**Exercise task**
Render the material below as a numbered list, starting with the line containing "post shown in the photograph." and continuing through the line containing "[372,83,401,211]". Leave out any blank lines.
# Start of Raw data
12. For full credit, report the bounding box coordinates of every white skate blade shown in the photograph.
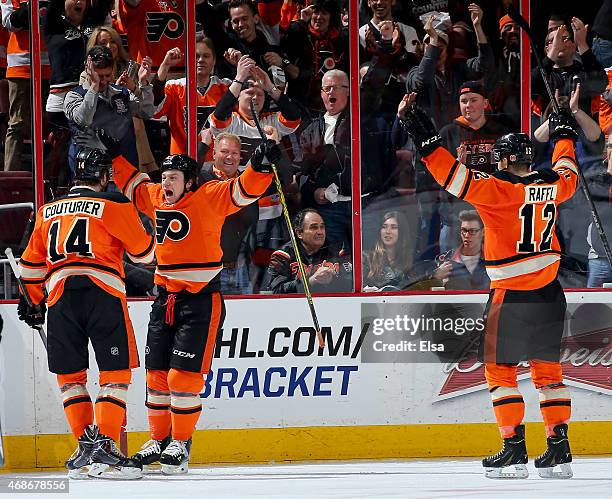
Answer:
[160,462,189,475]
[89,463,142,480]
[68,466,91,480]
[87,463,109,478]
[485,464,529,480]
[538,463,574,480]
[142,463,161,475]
# End of Raw data
# Start of Raw data
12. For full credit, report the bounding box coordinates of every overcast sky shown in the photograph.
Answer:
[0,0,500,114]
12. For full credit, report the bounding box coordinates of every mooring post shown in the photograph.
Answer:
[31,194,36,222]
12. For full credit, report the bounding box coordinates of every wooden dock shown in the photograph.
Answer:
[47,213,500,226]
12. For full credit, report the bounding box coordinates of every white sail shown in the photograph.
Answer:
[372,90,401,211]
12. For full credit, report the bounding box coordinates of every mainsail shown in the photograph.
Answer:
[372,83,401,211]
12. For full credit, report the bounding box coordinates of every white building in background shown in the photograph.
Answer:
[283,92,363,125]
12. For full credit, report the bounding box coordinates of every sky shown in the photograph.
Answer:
# End of Raw data
**Answer to the exercise**
1. 12. For full credit, report the bounding box coordinates of every mooring post shown in the photograph.
2. Answer:
3. [31,194,36,222]
4. 12. For full credit, report the bounding box coordinates of every wooden dock shown in the photograph.
5. Answer:
6. [47,213,500,226]
7. 12. For full credit, report the bounding box coordinates of every white sail shown in the photograph.
8. Answer:
9. [372,90,401,211]
10. 12. For full credit, report the bounding box coordinates of every mainsail shown in the photograph.
11. Answer:
12. [372,83,401,211]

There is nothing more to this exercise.